▸ DATA PROVIDED:

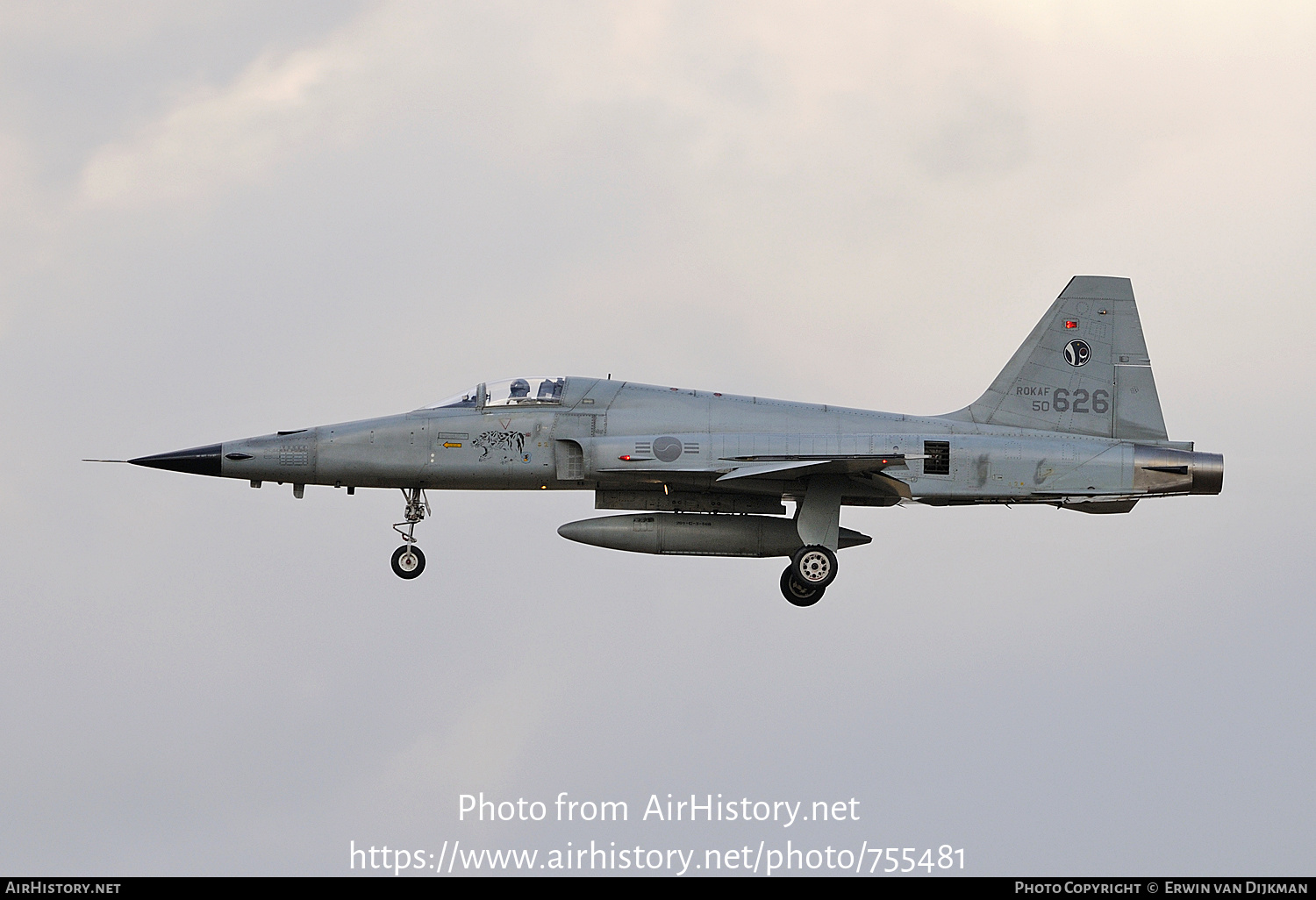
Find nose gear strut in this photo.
[392,489,433,579]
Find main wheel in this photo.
[791,545,836,587]
[782,566,826,607]
[392,544,426,578]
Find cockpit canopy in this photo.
[426,375,566,410]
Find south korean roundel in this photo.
[1065,341,1092,368]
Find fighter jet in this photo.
[105,275,1224,607]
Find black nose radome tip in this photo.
[128,444,224,475]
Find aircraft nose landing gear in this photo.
[392,489,431,579]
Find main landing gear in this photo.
[392,489,431,579]
[782,545,836,607]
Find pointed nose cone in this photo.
[128,444,224,475]
[558,520,599,546]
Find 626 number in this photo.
[1052,389,1111,413]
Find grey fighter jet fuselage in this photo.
[121,276,1224,605]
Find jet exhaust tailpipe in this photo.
[558,513,873,557]
[1134,445,1226,494]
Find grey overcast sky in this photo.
[0,2,1316,875]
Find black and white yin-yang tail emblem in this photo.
[1065,341,1092,368]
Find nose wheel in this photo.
[392,544,426,579]
[392,489,431,579]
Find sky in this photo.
[0,0,1316,876]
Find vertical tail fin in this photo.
[949,275,1168,441]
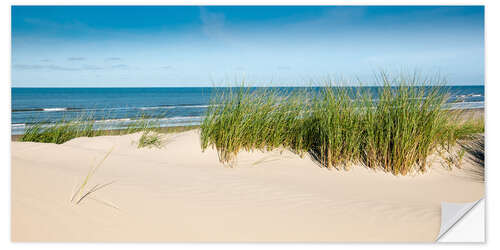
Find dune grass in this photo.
[137,130,163,148]
[19,113,167,144]
[20,115,103,144]
[201,73,484,175]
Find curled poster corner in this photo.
[436,198,484,242]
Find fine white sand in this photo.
[12,130,484,242]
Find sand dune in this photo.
[12,130,484,242]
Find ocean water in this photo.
[11,86,484,135]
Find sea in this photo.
[11,85,484,135]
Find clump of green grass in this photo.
[201,73,484,175]
[137,130,163,148]
[19,111,168,144]
[20,116,103,144]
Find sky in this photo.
[11,6,484,87]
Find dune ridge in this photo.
[11,130,484,242]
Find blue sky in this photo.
[11,6,484,87]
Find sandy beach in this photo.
[11,130,485,242]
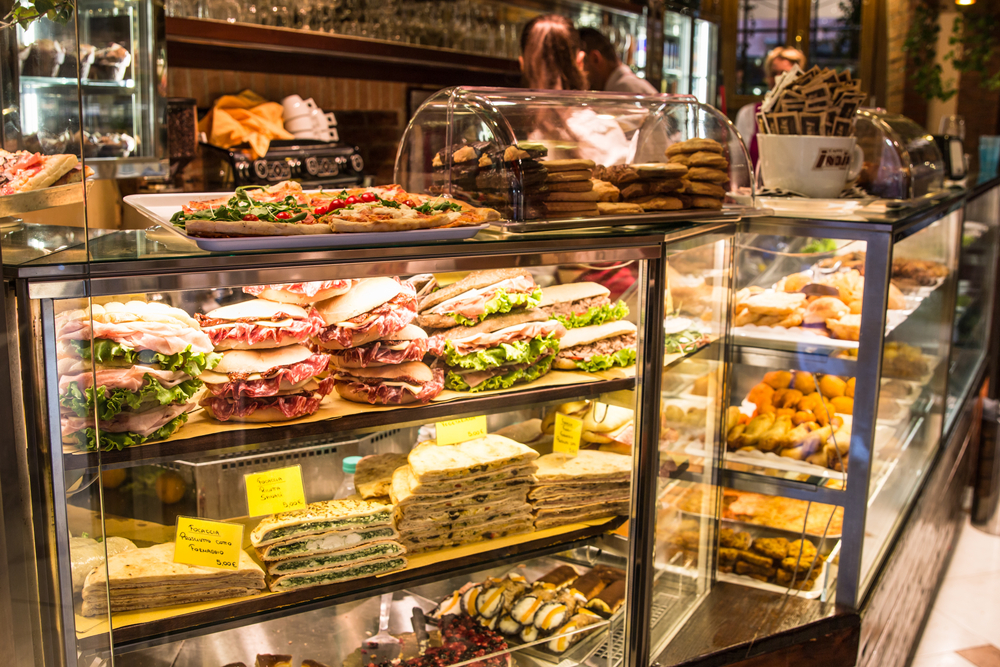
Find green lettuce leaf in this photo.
[556,301,628,329]
[576,347,635,373]
[451,288,542,327]
[444,356,555,392]
[59,374,202,420]
[444,334,559,371]
[70,338,222,377]
[68,412,188,452]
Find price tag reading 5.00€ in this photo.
[435,415,486,445]
[243,466,306,516]
[174,516,243,570]
[552,412,583,456]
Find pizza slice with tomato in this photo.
[0,150,78,196]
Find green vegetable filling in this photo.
[275,542,401,572]
[444,334,559,371]
[555,301,629,329]
[451,288,542,327]
[59,373,202,421]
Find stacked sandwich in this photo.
[595,162,687,215]
[391,434,538,553]
[82,542,264,616]
[538,283,628,329]
[313,278,444,405]
[56,301,219,450]
[250,499,406,592]
[197,280,340,422]
[667,139,729,210]
[417,269,566,392]
[542,159,600,218]
[528,449,632,530]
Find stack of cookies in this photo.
[667,139,729,210]
[596,162,688,215]
[540,159,600,218]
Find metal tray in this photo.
[124,191,486,252]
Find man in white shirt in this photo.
[580,28,658,95]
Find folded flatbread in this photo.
[535,449,632,485]
[270,556,407,592]
[250,499,392,549]
[257,526,399,561]
[408,433,538,483]
[354,454,406,500]
[267,540,406,576]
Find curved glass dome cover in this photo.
[395,87,753,221]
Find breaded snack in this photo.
[753,537,788,560]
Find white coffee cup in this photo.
[281,95,311,122]
[285,116,313,134]
[757,134,865,199]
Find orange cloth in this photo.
[198,90,295,159]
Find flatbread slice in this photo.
[409,433,538,482]
[250,499,392,548]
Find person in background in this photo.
[580,28,657,95]
[734,46,806,165]
[518,14,587,90]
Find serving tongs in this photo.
[361,593,403,665]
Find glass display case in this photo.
[395,88,753,231]
[2,0,167,178]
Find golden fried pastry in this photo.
[753,537,788,560]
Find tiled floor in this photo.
[911,523,1000,667]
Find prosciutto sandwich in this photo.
[330,361,444,405]
[313,277,417,350]
[428,308,566,392]
[243,278,357,306]
[417,269,542,329]
[56,301,220,450]
[538,283,628,329]
[554,320,636,372]
[201,345,331,422]
[195,299,324,351]
[329,324,427,368]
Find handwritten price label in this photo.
[174,516,243,570]
[243,466,306,516]
[435,415,486,445]
[552,412,583,456]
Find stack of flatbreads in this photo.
[528,449,632,530]
[250,499,406,592]
[392,433,538,553]
[82,542,264,616]
[667,139,729,210]
[542,159,600,218]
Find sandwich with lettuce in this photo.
[538,283,628,329]
[427,308,566,392]
[417,269,542,329]
[553,320,636,373]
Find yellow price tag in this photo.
[435,415,486,445]
[174,516,243,570]
[243,466,306,516]
[552,412,583,456]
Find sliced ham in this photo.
[59,364,191,394]
[195,308,326,345]
[427,276,536,320]
[56,319,215,354]
[205,354,330,400]
[428,320,566,357]
[62,403,195,438]
[317,296,417,347]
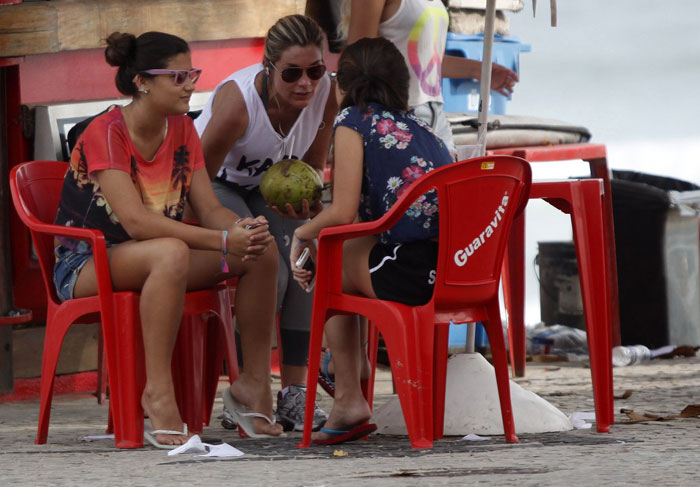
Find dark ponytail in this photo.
[105,32,190,96]
[338,37,409,110]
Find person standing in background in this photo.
[340,0,518,155]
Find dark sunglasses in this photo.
[270,62,326,83]
[142,69,202,85]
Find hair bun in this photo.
[105,32,136,66]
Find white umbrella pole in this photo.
[465,0,496,353]
[477,0,496,156]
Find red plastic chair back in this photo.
[300,156,531,448]
[430,158,531,311]
[10,161,68,304]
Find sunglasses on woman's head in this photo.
[270,62,326,83]
[142,69,202,85]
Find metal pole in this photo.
[0,67,14,394]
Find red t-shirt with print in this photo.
[56,108,204,252]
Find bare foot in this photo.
[141,383,189,445]
[230,373,284,436]
[311,393,372,440]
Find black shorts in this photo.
[369,240,438,306]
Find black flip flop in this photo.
[312,423,377,445]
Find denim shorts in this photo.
[53,245,92,301]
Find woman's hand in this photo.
[268,199,323,220]
[226,216,274,262]
[491,64,519,96]
[289,233,316,291]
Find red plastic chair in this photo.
[503,179,615,433]
[10,161,238,448]
[299,156,531,448]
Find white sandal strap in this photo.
[238,412,277,424]
[149,423,187,436]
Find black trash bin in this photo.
[611,171,700,348]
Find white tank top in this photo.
[194,64,331,188]
[379,0,450,107]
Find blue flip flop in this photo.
[313,423,377,445]
[318,349,335,397]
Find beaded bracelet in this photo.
[294,232,313,247]
[221,230,228,272]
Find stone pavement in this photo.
[0,357,700,487]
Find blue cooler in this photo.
[442,32,530,115]
[448,323,489,353]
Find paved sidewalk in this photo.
[0,357,700,487]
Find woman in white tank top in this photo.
[195,15,337,430]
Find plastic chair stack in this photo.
[10,161,237,448]
[299,156,531,448]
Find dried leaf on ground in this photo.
[679,404,700,418]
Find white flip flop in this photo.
[143,423,187,450]
[221,388,287,438]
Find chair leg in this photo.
[503,212,527,377]
[34,313,71,445]
[297,303,330,448]
[95,326,107,404]
[485,300,518,443]
[382,308,434,448]
[102,293,146,448]
[172,315,207,433]
[362,320,379,410]
[433,325,450,440]
[202,316,226,426]
[571,180,614,433]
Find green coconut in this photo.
[260,159,323,212]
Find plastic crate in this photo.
[442,32,530,115]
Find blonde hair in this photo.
[336,0,350,44]
[264,14,323,63]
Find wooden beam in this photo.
[0,0,306,57]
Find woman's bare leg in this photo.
[74,238,190,445]
[313,237,376,439]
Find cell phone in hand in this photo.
[296,247,316,293]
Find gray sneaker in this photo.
[277,384,328,431]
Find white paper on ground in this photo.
[168,435,243,458]
[461,433,491,441]
[80,434,114,441]
[569,411,595,430]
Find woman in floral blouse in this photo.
[290,38,452,444]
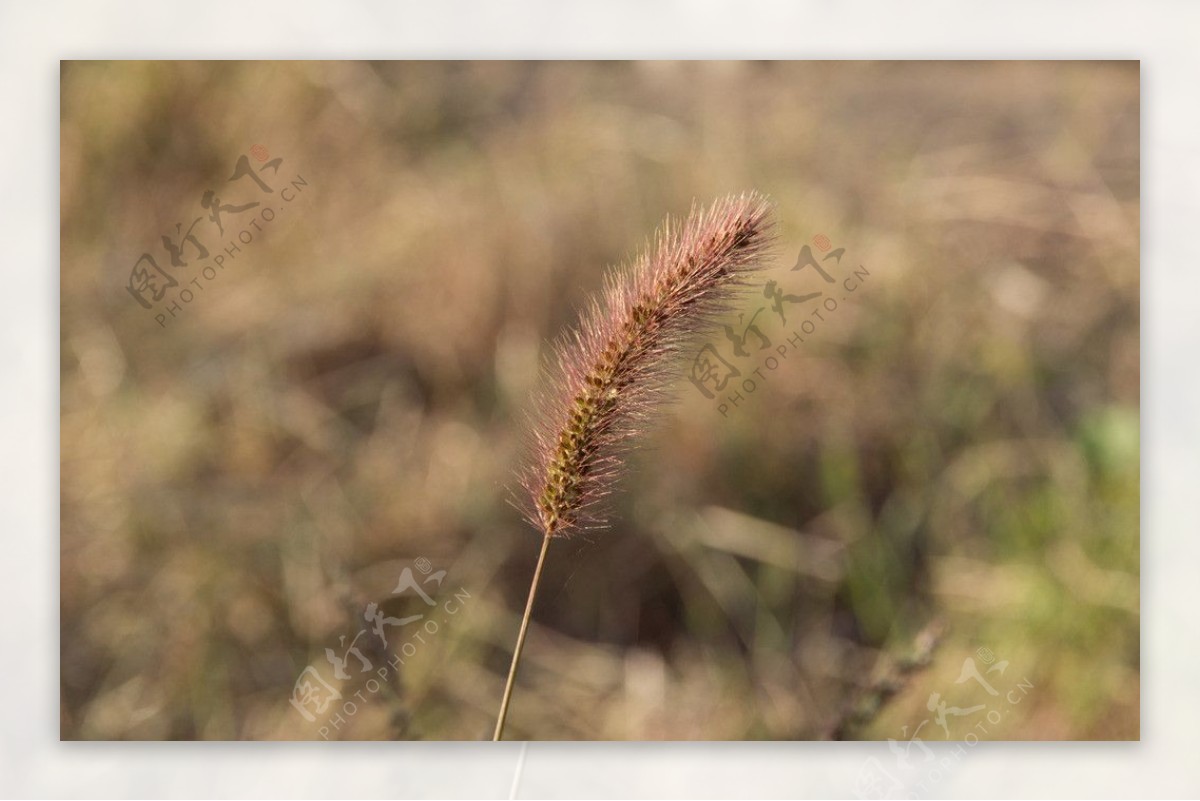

▸ STATED GOAL: Count the lines in the items above that contain the word "sandwich" and reply with only the number.

▸ CORRECT RESPONSE: 3